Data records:
● ● ● ●

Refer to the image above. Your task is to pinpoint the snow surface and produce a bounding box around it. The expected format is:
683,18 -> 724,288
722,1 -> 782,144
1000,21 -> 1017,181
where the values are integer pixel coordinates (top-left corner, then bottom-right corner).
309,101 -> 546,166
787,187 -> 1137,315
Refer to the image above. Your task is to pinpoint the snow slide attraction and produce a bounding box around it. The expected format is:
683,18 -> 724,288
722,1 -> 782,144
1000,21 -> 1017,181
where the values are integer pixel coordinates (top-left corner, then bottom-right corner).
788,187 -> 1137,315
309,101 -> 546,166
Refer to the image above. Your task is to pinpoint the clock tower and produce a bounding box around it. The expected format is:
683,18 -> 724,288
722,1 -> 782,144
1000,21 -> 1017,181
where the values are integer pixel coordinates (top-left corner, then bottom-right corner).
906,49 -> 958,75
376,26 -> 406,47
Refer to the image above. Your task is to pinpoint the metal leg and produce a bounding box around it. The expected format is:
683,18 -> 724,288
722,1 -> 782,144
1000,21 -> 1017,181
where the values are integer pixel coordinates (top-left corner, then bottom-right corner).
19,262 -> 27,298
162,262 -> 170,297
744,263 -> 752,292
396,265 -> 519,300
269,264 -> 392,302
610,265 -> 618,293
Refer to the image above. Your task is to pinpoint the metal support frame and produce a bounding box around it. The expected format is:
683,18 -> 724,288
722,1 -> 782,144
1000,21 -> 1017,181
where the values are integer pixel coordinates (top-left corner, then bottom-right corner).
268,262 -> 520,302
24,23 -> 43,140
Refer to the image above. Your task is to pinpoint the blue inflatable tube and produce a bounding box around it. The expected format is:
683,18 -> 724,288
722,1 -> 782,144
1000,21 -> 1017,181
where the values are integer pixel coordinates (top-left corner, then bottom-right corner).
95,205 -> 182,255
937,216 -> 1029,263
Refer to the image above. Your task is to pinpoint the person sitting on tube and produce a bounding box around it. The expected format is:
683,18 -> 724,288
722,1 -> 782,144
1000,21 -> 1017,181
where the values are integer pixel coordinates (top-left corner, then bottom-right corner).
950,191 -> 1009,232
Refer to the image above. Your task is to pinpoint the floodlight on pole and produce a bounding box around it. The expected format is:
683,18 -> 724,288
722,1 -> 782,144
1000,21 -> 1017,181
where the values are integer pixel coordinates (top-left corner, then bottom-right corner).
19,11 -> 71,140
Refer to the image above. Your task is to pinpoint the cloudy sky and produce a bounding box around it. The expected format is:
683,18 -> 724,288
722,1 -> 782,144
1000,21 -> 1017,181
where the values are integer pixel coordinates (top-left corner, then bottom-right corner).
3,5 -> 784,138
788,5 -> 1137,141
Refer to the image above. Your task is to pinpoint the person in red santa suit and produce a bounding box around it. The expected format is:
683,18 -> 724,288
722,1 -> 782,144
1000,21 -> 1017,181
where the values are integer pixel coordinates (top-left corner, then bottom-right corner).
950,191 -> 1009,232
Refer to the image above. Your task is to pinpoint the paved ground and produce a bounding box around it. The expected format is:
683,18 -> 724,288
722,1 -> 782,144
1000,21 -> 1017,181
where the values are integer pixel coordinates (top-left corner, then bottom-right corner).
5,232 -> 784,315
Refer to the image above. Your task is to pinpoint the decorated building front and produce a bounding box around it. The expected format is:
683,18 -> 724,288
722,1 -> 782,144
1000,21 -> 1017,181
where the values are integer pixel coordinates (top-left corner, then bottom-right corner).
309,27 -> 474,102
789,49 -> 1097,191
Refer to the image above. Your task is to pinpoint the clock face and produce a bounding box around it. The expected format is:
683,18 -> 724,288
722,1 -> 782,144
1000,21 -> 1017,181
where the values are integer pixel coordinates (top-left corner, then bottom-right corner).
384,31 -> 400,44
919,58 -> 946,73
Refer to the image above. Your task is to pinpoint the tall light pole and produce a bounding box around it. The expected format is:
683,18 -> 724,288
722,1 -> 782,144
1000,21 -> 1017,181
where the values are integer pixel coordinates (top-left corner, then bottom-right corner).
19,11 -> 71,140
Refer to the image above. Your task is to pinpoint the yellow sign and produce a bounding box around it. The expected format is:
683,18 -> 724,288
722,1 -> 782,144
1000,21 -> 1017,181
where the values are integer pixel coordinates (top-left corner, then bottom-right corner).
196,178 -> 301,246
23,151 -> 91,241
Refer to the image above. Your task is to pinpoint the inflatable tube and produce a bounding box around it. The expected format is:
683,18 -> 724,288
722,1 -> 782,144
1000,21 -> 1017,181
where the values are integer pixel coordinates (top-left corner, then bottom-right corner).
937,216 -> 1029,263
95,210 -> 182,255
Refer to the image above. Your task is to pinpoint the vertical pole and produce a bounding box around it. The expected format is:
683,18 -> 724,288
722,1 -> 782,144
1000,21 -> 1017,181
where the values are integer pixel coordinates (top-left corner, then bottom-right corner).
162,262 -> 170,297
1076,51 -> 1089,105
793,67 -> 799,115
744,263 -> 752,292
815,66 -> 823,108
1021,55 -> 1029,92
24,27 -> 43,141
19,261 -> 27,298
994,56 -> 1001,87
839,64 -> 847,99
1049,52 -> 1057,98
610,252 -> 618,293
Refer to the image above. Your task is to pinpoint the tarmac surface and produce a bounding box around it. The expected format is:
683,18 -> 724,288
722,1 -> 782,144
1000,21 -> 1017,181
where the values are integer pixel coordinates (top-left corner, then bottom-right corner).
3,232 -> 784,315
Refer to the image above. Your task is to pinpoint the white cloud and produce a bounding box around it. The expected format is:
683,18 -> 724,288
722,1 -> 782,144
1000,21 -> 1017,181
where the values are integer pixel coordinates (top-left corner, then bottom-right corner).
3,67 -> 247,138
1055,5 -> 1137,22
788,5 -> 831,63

● ● ● ●

Copy the data records above line for line, changing nothing.

Task response
Refer to the image above. Your task is to pinpoint the snow surface and produce a bounding box around it. The expected format is:
683,18 -> 724,288
722,1 -> 782,144
1000,21 -> 1017,181
where the values are integer pixel coordinates (top-left corner, then bottom-right corner).
309,101 -> 546,166
787,187 -> 1137,315
Refer to the image above. Your task is to pinpoint the snow slide attraction and produce a bounding box around it. The expected format is:
683,18 -> 724,288
722,1 -> 782,144
1000,21 -> 1017,181
where the values are integer pixel coordinates (top-left corner, then bottom-right corner).
788,187 -> 1137,315
309,101 -> 546,166
Refer to the image above. Your task is to pinpoint the clock tower and produce a bounding box around it. The expected format is:
683,18 -> 724,288
722,1 -> 782,144
1000,21 -> 1017,181
where the values are integer pixel coordinates (top-left corner, then bottom-right corner).
906,49 -> 958,75
376,26 -> 406,47
Refer to the image above. Your task is to pinpoint the metal leg and produce a bounding box around it. The expected format is:
683,18 -> 724,288
722,1 -> 782,144
1000,21 -> 1017,181
where the values are integer pixel coordinates (top-left corner, then bottom-right corner).
19,262 -> 27,298
162,262 -> 170,297
744,263 -> 752,292
396,265 -> 519,300
269,264 -> 392,302
610,265 -> 618,293
Refer to the image above. Your task is to pinpoint the metal support frame and produce a bounding box around it. The expected format is:
683,18 -> 724,288
722,1 -> 782,144
1000,21 -> 1017,181
where the values are integer pixel coordinates (top-left corner, then bottom-right corner).
268,262 -> 520,302
24,23 -> 43,140
Refer to the image above. Your task is to pinpoint the blue inflatable tube and produce a bounding box around it. The expected format is:
683,18 -> 724,288
722,1 -> 782,144
1000,21 -> 1017,181
where the values are integer pixel coordinates (top-left corner, then bottom-right corner).
95,205 -> 182,255
937,216 -> 1029,263
Refer to the image above. Your task is to pinpoint the person sitting on tube and produce a bounding box around it. The expected format is:
683,18 -> 724,288
722,1 -> 782,144
1000,21 -> 1017,181
where the values are integer pixel coordinates (top-left corner, then bottom-right corner).
950,191 -> 1009,232
Refer to the image above. Your task is to pinpoint the floodlight on pole and produce a bounding box around it. The expected format is:
683,18 -> 724,288
722,1 -> 782,144
1000,21 -> 1017,181
where the values are integer pixel coordinates (top-left corner, then bottom-right corner).
19,11 -> 71,140
Refer to the image above. Your task is to pinpoint the cloudy sky and produce a bounding box around it. The expected format is:
683,18 -> 724,288
722,1 -> 782,144
1000,21 -> 1017,181
where the values are integer pixel coordinates (top-left corner, then bottom-right corner).
3,5 -> 784,138
788,5 -> 1137,141
Refer to the image above. Your task is to pinpoint the person in red santa suit and produce a bounding box around it. The expected format is:
683,18 -> 724,288
722,1 -> 782,144
1000,21 -> 1017,181
where the values are integer pixel coordinates (top-left corner, then bottom-right corner).
950,191 -> 1009,232
Refer to the image above. Your task is to pinpoint the paved ground and produce a bounding box around it. The expected format is:
683,18 -> 724,288
722,1 -> 782,144
1000,21 -> 1017,181
where the values are integer pixel coordinates (top-left corner, then bottom-right corner).
5,232 -> 784,315
Refer to the image above. Your task is to pinpoint the decorated building front and produce a bounding box around it. The expected format is:
683,18 -> 724,288
722,1 -> 782,144
1000,21 -> 1017,181
where the values are integer pixel coordinates (top-left corner, then bottom-right corner).
309,27 -> 474,102
789,49 -> 1097,191
Refer to the image above. Your task is to pinpoint the clock face and produce a bounding box around it. The expected format is:
683,18 -> 724,288
722,1 -> 782,144
1000,21 -> 1017,181
where the values are integer pixel coordinates (top-left corner, then bottom-right corner).
384,31 -> 400,44
919,58 -> 946,73
Refer to the image above. Your task is to pinpoint the tall light pole and produce a bounding box around it. The expected format is:
683,18 -> 724,288
722,1 -> 782,144
1000,21 -> 1017,181
where the values are integer pixel coordinates (top-left corner, then bottom-right corner).
19,11 -> 71,140
Refer to the image above. Your task is to pinpoint the yellow sign and produce a bounding box around it. The expected format is:
683,18 -> 724,288
722,1 -> 782,144
1000,21 -> 1017,181
where the values are integer pixel coordinates (top-left corner, then bottom-right corner).
196,178 -> 301,246
23,151 -> 91,241
Refer to the image above. Your task is to pinpoint the inflatable tube and produce a bounding box around it. The expected format is:
683,18 -> 724,288
722,1 -> 782,144
1000,21 -> 1017,181
where the values are integer pixel coordinates (top-left corner, then bottom-right corner).
937,216 -> 1029,263
95,210 -> 182,255
Refer to the image above. Your task is to pinpoint the vertical pole and produce a bounding box around it. The expected format is:
683,18 -> 724,288
722,1 -> 782,144
1000,21 -> 1017,181
where the values are integer pixel coordinates (top-left corner, then bottom-right corner).
162,262 -> 170,297
1076,51 -> 1089,105
793,67 -> 799,115
744,263 -> 752,292
815,66 -> 823,108
1021,55 -> 1029,92
24,27 -> 43,141
19,261 -> 27,298
994,56 -> 1001,87
839,64 -> 847,99
1049,52 -> 1057,98
610,252 -> 618,293
Refer to the image above. Your task is to pinpoint the tarmac surface and produce a bounding box around it. The expected format is:
683,18 -> 724,288
722,1 -> 782,144
1000,21 -> 1017,181
where the values are integer pixel coordinates (top-left corner, then bottom-right corner).
3,232 -> 784,315
Refer to the image above. Your task is to pinpoint the white cloud and produce a bounding box around it. The expected format is:
683,18 -> 724,288
722,1 -> 782,144
1000,21 -> 1017,181
where the values are integer pixel coordinates (top-left corner, then bottom-right corner).
3,67 -> 247,138
1055,5 -> 1137,22
788,5 -> 831,63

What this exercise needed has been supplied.